╔══

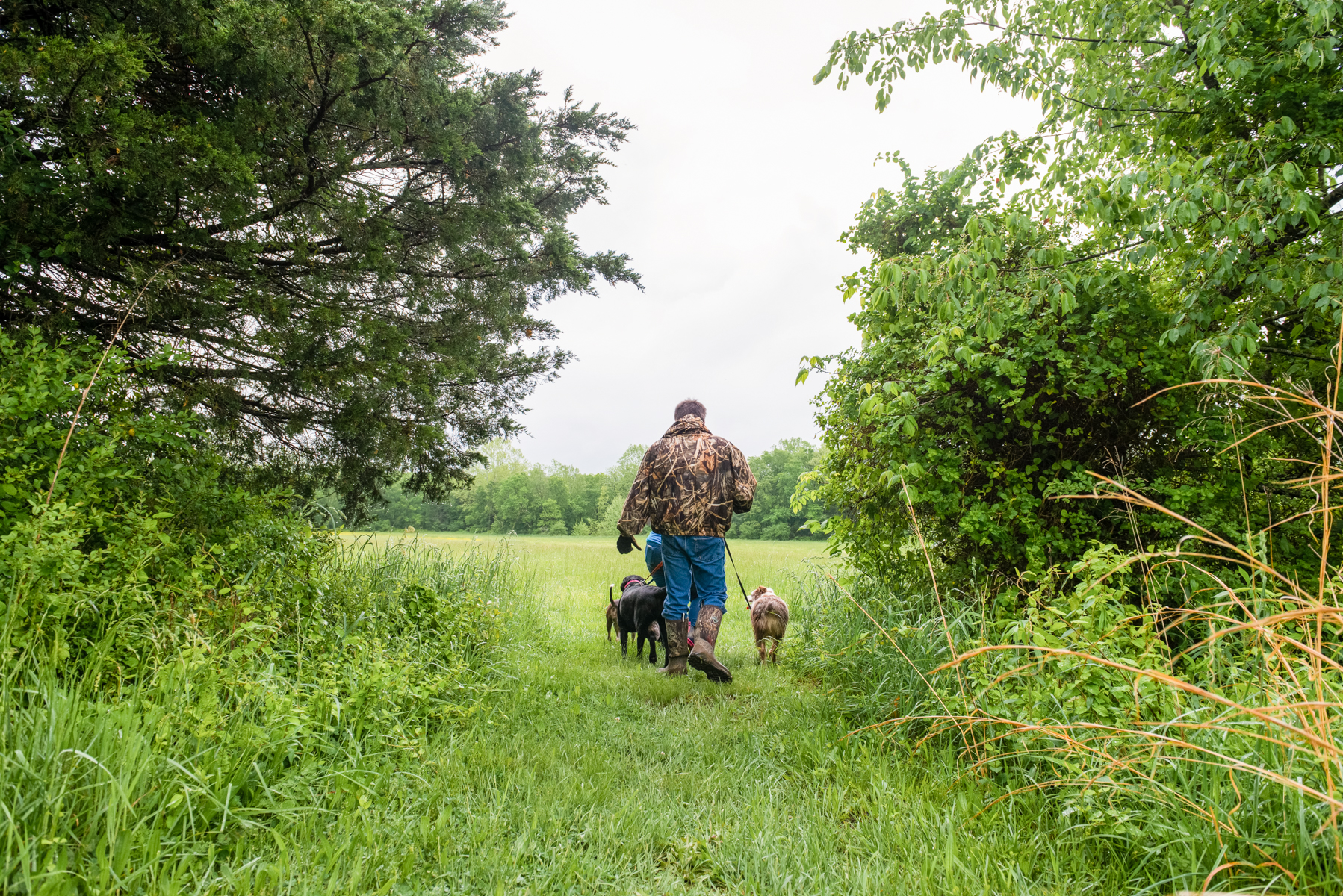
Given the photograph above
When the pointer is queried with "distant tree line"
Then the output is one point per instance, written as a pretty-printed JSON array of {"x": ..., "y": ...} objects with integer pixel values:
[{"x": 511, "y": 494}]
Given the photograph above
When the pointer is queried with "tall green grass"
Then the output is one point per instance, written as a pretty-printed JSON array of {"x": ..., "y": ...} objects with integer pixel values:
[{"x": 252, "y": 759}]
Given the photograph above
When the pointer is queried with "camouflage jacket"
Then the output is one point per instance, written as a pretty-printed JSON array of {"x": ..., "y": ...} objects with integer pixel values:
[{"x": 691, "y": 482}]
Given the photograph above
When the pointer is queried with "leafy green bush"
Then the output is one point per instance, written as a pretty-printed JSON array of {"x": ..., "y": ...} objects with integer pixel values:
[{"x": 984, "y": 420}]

╚══
╔══

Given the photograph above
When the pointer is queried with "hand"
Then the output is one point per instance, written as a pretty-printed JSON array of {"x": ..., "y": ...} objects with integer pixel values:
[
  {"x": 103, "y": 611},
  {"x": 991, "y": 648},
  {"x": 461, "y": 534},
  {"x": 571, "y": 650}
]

╚══
╔══

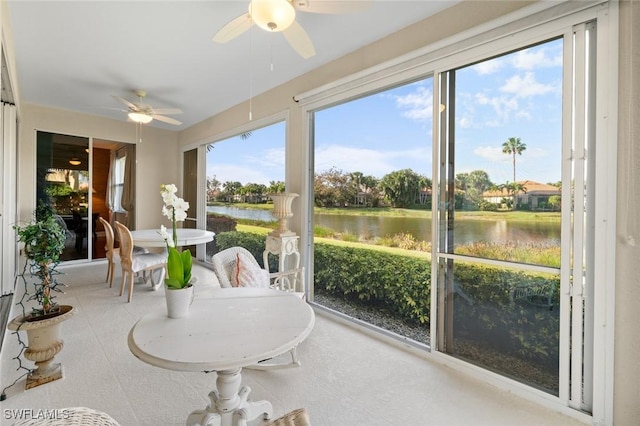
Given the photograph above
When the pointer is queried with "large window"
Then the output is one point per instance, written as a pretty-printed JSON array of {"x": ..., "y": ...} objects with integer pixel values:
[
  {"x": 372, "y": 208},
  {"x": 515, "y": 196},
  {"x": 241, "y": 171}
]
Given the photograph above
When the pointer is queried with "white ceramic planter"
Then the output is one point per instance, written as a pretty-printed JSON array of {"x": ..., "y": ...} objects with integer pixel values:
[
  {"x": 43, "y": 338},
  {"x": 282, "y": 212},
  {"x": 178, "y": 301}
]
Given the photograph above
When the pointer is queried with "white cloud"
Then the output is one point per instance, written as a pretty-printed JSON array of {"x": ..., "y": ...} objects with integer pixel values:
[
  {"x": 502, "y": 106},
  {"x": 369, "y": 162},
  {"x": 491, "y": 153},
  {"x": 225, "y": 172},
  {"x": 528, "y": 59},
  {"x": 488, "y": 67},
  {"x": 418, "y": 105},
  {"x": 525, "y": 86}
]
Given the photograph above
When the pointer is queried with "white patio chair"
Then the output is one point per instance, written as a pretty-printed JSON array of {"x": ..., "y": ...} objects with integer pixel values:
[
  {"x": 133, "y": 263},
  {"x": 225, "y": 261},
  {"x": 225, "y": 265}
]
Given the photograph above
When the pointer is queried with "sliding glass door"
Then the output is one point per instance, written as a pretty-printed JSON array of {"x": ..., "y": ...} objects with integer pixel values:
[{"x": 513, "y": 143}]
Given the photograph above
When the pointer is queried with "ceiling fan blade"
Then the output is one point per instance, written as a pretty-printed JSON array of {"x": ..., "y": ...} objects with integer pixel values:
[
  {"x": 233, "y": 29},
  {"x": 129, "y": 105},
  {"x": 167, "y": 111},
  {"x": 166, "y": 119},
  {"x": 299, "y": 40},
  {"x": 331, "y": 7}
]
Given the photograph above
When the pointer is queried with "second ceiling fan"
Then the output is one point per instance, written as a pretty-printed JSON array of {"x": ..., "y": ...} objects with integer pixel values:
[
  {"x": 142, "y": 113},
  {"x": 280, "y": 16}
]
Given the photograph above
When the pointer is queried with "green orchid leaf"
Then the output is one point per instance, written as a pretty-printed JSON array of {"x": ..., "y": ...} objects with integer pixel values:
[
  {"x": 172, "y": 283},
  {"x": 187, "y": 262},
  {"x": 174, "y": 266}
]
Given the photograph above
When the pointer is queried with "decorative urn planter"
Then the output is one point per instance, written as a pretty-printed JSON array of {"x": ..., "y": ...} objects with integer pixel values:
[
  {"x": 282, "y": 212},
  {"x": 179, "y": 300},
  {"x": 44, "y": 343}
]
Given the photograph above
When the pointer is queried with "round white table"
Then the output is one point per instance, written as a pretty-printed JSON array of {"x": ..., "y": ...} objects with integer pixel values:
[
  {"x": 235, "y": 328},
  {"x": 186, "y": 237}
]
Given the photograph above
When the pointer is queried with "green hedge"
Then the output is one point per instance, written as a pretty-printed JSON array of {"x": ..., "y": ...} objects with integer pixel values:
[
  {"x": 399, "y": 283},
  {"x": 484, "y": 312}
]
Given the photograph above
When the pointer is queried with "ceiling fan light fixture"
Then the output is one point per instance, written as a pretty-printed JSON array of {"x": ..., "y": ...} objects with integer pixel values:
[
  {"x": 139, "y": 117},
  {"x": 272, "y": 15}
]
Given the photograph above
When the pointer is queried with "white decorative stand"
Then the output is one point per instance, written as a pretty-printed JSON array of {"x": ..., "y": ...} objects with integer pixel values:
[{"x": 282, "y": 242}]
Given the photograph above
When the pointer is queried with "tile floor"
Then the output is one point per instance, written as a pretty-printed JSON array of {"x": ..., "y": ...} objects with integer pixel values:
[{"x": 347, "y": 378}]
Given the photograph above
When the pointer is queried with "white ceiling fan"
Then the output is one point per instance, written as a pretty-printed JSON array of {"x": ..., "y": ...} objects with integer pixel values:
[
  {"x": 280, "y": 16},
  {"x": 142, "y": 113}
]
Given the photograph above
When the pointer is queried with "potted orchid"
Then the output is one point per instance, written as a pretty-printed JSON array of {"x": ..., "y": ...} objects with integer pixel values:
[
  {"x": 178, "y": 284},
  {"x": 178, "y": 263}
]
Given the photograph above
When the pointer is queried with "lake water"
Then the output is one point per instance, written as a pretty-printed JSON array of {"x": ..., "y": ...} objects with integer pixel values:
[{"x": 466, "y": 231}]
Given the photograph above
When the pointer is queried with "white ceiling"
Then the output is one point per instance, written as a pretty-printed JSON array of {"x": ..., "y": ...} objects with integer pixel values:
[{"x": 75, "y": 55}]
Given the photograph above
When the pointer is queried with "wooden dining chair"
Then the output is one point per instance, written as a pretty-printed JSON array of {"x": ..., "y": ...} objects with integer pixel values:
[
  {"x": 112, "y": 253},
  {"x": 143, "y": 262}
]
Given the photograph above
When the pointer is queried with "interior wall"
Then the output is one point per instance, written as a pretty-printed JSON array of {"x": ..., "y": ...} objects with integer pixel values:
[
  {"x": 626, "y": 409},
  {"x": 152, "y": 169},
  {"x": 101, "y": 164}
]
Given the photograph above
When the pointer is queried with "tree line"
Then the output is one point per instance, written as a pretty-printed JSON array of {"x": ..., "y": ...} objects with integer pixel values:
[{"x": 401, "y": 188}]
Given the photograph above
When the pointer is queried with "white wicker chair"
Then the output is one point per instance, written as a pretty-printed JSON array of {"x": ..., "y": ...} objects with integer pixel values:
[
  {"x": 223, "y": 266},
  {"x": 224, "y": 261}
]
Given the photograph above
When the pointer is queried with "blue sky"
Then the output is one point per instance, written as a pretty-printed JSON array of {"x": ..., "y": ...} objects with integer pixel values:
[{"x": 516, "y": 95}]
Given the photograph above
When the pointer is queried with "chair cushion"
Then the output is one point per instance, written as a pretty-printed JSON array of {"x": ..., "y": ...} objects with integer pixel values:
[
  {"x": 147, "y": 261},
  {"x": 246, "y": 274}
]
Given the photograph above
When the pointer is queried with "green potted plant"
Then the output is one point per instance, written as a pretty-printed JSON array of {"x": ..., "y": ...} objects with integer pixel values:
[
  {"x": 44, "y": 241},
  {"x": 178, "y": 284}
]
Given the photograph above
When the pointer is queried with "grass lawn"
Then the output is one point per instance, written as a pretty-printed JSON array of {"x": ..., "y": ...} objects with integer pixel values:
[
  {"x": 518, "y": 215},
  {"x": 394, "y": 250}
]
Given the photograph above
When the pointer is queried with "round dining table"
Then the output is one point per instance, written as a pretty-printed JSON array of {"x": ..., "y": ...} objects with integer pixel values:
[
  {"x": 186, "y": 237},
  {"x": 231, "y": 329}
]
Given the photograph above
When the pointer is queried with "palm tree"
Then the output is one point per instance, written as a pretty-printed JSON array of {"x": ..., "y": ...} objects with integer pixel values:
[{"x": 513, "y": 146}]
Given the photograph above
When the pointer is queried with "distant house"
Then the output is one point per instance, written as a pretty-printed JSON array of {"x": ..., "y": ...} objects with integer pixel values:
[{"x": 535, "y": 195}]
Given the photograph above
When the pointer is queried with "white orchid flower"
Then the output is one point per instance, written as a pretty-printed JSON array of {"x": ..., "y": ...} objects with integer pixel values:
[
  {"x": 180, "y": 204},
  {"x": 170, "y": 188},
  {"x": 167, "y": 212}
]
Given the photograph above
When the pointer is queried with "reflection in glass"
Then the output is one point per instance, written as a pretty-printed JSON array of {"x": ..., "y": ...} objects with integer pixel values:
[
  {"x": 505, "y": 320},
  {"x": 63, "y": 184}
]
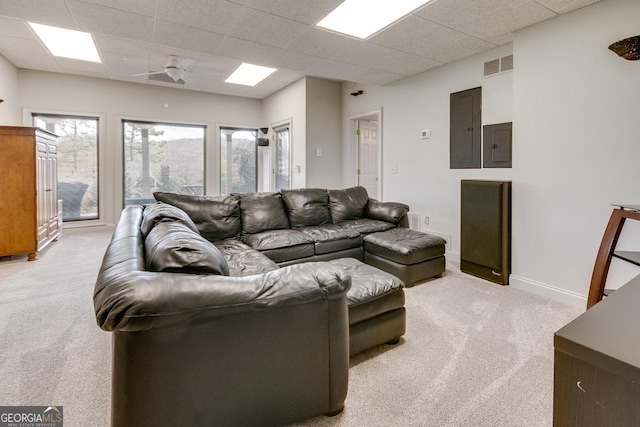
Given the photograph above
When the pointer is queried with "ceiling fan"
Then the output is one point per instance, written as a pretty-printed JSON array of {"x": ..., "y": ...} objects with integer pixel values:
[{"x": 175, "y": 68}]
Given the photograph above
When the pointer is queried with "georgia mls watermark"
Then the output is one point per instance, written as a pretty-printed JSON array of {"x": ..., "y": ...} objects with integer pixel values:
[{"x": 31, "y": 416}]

╚══

Please list every line of the items that contains the word "grass", treating case as significant.

■ Written response ■
When the pointer is queried with "tall green grass"
When the pointer is queried with "grass lawn"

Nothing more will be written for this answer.